### Input records
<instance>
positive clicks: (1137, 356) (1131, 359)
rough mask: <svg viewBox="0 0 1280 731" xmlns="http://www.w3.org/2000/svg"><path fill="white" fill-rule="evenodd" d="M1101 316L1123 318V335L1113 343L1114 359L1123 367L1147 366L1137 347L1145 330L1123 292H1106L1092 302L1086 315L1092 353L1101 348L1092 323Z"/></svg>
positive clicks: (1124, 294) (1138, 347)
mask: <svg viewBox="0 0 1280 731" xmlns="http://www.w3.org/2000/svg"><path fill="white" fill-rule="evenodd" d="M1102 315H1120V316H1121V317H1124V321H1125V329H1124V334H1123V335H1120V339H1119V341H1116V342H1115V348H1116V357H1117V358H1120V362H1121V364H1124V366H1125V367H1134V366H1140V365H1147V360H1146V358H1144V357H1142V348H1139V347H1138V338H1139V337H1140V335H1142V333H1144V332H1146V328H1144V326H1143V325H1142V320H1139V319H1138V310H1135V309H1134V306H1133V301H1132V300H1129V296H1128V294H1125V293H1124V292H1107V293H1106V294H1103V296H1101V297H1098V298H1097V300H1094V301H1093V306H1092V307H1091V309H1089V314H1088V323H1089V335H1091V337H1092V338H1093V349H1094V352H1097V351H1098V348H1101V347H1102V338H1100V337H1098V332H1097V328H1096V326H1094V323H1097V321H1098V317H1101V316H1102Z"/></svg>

### What to do
Retype the entries exactly from the first line, stopping after the line with "rough mask: <svg".

### Written answer
<instance>
positive clicks: (1137, 356) (1131, 359)
rough mask: <svg viewBox="0 0 1280 731" xmlns="http://www.w3.org/2000/svg"><path fill="white" fill-rule="evenodd" d="M1101 316L1123 318V335L1113 343L1114 359L1123 367L1147 366L1137 347L1145 330L1123 292H1106L1092 302L1086 315L1092 353L1101 348L1092 323Z"/></svg>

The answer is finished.